## [EXERCISE OBJECTIVE]
In the records, find each line where "below" occurs, and copy it.

—————

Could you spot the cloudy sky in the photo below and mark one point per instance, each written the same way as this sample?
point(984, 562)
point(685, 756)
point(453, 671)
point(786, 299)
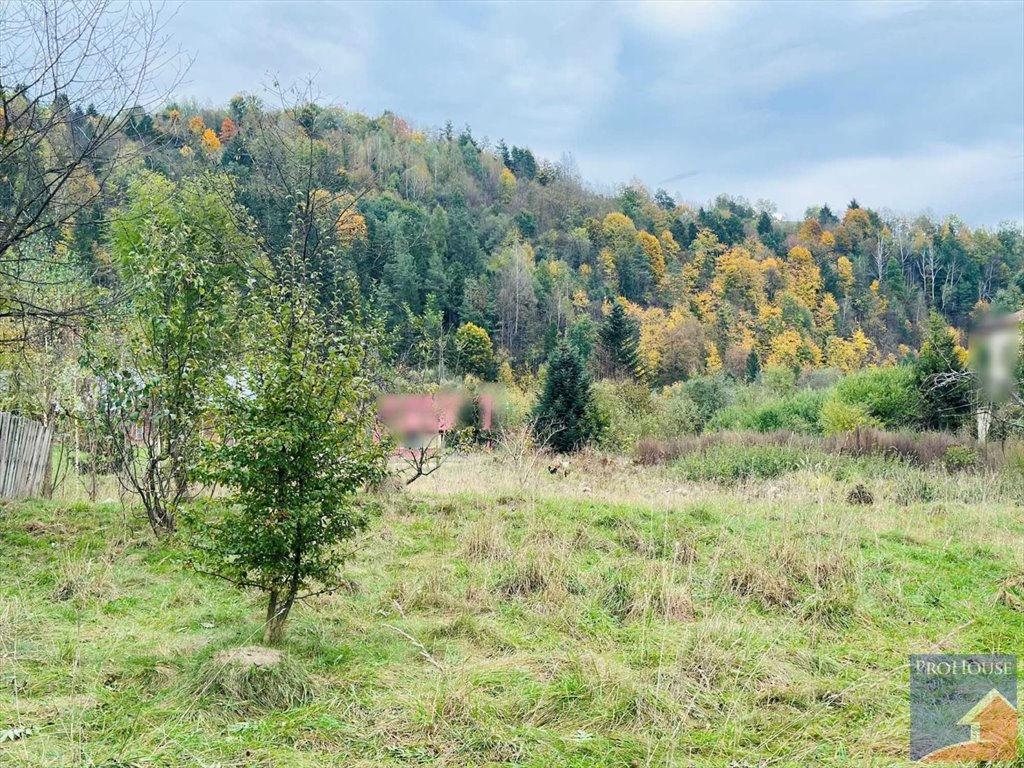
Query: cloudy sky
point(910, 105)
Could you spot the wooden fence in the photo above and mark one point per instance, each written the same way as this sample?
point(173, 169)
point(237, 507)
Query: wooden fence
point(25, 450)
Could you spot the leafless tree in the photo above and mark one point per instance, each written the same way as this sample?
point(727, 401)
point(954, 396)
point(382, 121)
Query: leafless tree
point(57, 159)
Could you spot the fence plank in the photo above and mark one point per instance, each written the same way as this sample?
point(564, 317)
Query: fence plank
point(25, 450)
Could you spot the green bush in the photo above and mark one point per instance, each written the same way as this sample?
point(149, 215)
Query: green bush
point(798, 413)
point(888, 394)
point(839, 417)
point(710, 394)
point(960, 458)
point(733, 463)
point(632, 413)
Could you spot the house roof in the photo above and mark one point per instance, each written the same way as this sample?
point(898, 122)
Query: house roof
point(993, 696)
point(999, 322)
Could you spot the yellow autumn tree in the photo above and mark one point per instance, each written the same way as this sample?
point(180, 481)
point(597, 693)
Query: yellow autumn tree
point(228, 130)
point(792, 350)
point(824, 315)
point(844, 268)
point(210, 141)
point(508, 185)
point(803, 276)
point(670, 247)
point(655, 256)
point(713, 363)
point(738, 279)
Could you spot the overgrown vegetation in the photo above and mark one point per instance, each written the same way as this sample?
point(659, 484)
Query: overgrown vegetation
point(610, 617)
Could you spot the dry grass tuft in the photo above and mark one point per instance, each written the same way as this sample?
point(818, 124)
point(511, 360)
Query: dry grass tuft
point(1011, 592)
point(485, 540)
point(769, 587)
point(255, 678)
point(83, 581)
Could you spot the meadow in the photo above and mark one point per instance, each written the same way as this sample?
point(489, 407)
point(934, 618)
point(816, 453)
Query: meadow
point(496, 613)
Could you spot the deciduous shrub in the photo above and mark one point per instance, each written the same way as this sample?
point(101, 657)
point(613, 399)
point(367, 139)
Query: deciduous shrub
point(800, 413)
point(839, 417)
point(887, 394)
point(734, 463)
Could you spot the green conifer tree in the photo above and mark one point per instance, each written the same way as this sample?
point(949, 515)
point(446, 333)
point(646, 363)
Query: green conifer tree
point(620, 338)
point(565, 418)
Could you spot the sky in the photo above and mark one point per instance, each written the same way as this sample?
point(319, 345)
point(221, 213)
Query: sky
point(912, 107)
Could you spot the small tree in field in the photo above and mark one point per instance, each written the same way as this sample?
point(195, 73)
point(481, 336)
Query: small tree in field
point(298, 445)
point(565, 418)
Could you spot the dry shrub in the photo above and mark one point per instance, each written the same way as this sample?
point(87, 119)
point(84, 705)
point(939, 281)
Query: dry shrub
point(484, 540)
point(650, 451)
point(255, 678)
point(922, 448)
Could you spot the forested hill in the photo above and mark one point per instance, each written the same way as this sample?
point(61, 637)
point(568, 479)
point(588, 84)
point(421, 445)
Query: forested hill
point(444, 229)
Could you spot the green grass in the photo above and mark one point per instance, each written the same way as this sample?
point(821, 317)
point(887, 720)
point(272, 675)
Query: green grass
point(610, 619)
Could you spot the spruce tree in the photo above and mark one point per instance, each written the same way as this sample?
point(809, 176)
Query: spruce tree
point(942, 379)
point(564, 415)
point(621, 340)
point(753, 372)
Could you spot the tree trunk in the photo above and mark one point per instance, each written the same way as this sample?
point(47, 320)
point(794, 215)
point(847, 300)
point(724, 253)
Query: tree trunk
point(276, 613)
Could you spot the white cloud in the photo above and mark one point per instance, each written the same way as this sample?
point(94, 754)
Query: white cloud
point(680, 18)
point(979, 181)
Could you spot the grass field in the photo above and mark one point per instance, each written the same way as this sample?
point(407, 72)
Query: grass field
point(497, 614)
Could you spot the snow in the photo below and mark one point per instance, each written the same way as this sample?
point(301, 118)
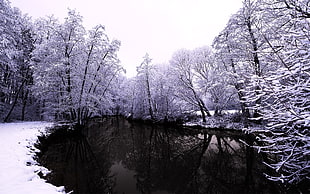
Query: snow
point(18, 170)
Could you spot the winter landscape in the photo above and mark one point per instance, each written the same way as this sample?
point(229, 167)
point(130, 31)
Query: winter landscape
point(229, 117)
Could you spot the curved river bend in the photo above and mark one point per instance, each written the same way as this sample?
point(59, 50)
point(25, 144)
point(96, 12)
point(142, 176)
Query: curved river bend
point(113, 155)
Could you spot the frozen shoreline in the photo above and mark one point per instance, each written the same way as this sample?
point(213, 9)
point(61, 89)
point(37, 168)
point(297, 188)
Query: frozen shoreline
point(18, 170)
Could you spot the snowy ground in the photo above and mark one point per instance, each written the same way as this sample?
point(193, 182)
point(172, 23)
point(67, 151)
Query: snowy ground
point(18, 170)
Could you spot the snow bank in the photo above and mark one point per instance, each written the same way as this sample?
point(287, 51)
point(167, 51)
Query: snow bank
point(18, 170)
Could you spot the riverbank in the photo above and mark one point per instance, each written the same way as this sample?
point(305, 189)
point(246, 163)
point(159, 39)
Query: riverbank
point(19, 172)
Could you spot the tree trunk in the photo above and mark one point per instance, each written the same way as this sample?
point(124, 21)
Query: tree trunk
point(15, 102)
point(25, 99)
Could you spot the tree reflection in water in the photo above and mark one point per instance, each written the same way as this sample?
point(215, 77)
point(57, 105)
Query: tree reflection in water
point(117, 156)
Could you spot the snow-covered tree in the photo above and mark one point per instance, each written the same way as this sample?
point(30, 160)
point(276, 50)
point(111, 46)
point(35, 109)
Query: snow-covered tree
point(74, 70)
point(286, 91)
point(15, 54)
point(183, 68)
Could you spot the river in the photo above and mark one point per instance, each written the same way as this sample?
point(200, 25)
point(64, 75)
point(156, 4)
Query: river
point(113, 155)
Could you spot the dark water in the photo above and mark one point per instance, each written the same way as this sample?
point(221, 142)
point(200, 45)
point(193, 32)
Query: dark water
point(115, 156)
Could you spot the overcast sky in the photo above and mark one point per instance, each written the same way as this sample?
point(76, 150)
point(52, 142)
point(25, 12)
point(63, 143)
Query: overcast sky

—————

## [ANSWER TO THIS EXERCISE]
Could you spot the cloudy sky in the photo below and mark one point per instance, each written the same way as this sample?
Could you spot the snow in the photo below and mark one point per instance, each written the same way as this sample?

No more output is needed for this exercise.